→ Problem details
Please count the lines in the listing below that contain the string "children" and give only that number.

→ Dataset records
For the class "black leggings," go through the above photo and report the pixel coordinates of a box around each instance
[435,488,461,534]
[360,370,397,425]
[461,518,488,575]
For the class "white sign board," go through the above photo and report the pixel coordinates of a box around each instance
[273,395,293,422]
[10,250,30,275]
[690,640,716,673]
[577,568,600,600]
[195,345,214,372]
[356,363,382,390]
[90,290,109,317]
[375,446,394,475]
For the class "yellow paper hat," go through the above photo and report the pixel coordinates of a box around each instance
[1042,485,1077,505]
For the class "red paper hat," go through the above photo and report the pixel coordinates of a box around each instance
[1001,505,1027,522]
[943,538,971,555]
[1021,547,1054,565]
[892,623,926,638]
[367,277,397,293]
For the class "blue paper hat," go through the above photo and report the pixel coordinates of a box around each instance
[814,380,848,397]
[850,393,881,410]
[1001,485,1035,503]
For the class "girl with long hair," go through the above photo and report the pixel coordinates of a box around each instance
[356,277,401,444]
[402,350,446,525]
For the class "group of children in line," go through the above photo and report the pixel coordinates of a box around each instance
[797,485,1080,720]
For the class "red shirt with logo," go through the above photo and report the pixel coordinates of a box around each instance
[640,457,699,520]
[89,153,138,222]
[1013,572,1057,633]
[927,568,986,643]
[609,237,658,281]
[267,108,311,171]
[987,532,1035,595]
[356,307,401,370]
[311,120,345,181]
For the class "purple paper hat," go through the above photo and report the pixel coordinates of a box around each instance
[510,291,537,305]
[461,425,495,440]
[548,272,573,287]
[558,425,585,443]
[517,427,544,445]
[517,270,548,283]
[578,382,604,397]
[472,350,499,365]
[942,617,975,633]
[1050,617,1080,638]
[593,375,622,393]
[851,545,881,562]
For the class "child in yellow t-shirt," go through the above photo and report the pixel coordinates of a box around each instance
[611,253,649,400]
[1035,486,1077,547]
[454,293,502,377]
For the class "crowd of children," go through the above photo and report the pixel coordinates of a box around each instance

→ Complete output
2